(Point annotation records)
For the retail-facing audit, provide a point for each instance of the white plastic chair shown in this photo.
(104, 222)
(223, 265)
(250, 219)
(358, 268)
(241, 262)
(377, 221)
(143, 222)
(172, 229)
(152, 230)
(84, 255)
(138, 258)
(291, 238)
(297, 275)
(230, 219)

(AIM)
Format the lines in the records above as a numbered list, leaving out any blank lines.

(CORRECT OUTPUT)
1. For the retail-facing audit, provide a point for each instance of the white plastic chair shown in this photo.
2. (104, 222)
3. (223, 265)
4. (250, 219)
5. (358, 268)
6. (241, 262)
7. (377, 221)
8. (143, 222)
9. (172, 229)
10. (152, 230)
11. (84, 255)
12. (138, 258)
13. (291, 238)
14. (297, 275)
15. (230, 219)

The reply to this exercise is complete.